EXERCISE DETAILS: Word for word, restate every record, though not the pictures.

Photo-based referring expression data
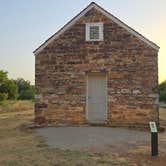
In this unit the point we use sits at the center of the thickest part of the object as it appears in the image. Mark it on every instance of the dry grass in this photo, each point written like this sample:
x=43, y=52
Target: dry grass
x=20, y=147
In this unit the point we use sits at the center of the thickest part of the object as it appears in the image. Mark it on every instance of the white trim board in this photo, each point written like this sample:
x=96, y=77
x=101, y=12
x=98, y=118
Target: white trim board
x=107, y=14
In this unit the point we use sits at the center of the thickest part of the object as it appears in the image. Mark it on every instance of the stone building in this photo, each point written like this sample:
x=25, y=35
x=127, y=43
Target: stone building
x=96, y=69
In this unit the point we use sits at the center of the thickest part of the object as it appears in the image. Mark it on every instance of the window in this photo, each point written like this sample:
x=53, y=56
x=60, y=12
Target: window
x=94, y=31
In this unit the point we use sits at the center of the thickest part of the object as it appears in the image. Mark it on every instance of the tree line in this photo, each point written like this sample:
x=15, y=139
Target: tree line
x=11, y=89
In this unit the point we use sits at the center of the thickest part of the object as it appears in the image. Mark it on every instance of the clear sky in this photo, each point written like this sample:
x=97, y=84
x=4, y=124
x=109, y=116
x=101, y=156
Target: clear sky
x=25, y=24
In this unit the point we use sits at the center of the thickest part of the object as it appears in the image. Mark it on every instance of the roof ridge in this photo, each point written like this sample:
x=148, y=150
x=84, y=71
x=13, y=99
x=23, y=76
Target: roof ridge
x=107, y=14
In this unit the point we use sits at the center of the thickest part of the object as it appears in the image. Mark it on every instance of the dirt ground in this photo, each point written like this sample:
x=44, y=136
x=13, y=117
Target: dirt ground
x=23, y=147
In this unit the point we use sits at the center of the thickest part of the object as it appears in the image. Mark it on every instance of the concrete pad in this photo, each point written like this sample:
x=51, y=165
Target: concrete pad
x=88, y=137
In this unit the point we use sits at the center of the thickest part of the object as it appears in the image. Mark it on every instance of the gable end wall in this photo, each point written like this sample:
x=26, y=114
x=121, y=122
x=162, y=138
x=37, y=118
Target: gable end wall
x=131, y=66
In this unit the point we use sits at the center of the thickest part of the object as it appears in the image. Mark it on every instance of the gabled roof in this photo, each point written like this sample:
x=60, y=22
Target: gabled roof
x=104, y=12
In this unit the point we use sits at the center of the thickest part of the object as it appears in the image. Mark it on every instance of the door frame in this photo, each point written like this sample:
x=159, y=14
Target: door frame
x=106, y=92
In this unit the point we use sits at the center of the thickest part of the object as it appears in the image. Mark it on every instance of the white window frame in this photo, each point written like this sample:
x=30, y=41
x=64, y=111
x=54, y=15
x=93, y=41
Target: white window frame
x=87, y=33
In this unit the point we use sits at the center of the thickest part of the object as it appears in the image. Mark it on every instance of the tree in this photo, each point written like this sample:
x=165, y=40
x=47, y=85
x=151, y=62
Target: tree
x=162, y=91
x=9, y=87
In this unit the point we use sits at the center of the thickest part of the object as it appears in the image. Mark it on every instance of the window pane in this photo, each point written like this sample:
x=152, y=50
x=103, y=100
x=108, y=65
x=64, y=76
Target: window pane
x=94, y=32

RESULT BELOW:
In this unit the point we use sits at the center of the thickest part of the object as it appears in the image. Mark it on every instance of the dry grass in this photo, each point written like this sample:
x=43, y=52
Target: dry grass
x=20, y=147
In this unit the point we use sits at the center of the thickest part of the object as it appears in the image. Mark it on every instance of the white trim board in this photo, each point written like this sample:
x=96, y=77
x=101, y=12
x=98, y=118
Target: white trim board
x=107, y=14
In this unit the point we use sits at the center of the thickest part of the object as it appears in the image. Mark it on every instance of the stone building in this photo, each point written like this sample:
x=25, y=35
x=127, y=43
Target: stone building
x=96, y=69
In this unit the point we use sits at the center of the thickest part of the object as it appears in the image. Mark it on every instance of the window in this photo, each point written like this sample:
x=53, y=56
x=60, y=12
Target: window
x=94, y=31
In this unit the point we use sits at the center of the thickest part of the object as it appears in the image. Mark it on every instance of the tree line in this photo, each point written like this sample:
x=15, y=139
Target: tree line
x=11, y=89
In this unit the point we use sits at the center of the thickest part of the object as it appears in the image. Mark it on every instance of the clear sky in this photo, each point written like this sample:
x=97, y=84
x=4, y=124
x=109, y=116
x=101, y=156
Target: clear sky
x=25, y=24
In this unit the point we use sits at the center of the thickest part of the object as it appears in the image. Mark it on every instance of the roof ridge in this photo, each point written like this sample:
x=148, y=150
x=84, y=71
x=13, y=99
x=23, y=76
Target: roof ridge
x=107, y=14
In this unit the point we use sits at the center of the thickest part of the object as it appears in the image. Mark it on every instance of the dirt ground in this photo, each point written like this sample:
x=44, y=136
x=13, y=117
Target: dirt ground
x=23, y=147
In this unit the point we use sits at the center of the thickest part of the object as it appears in the image. Mark it on every instance of the concrete pad in this photo, each point written like this sample:
x=51, y=165
Target: concrete pad
x=88, y=137
In this unit the point we use sits at the center of the thickest part of the object as it appears in the image. Mark it on every instance of the gable end wall in this photo, each point written like this sample:
x=26, y=114
x=121, y=122
x=162, y=138
x=37, y=118
Target: gable end wall
x=131, y=66
In this unit the point we use sits at the center of the thickest part of the object as it appears in the image. Mark it on every instance of the gabled roof in this photo, each point written like this sample:
x=60, y=22
Target: gabled roof
x=104, y=12
In this unit the point we use sits at the center of the thickest part of the object as it appears in the image. Mark it on every instance of the door frame in this photo, each point written like this sample:
x=159, y=14
Target: door frame
x=106, y=92
In this unit the point we use sits at the center of the thickest part of the object as it appears in the image. Mark it on every instance of the white window frame in this photo, each point written like this sample:
x=30, y=41
x=64, y=111
x=54, y=15
x=93, y=41
Target: white window frame
x=87, y=33
In this unit the point we use sits at the center of the thickest part of the object as it appears in the image. Mark it on every instance of the tree in this photo, each point written like this sample:
x=165, y=40
x=47, y=85
x=151, y=62
Target: tree
x=162, y=91
x=9, y=87
In this unit the point we use sits at the center of the thickest part of the object as it appears in the image. Mark it on every instance of the window pane in this photo, each point written like this sample:
x=152, y=50
x=103, y=100
x=108, y=65
x=64, y=76
Target: window pane
x=94, y=32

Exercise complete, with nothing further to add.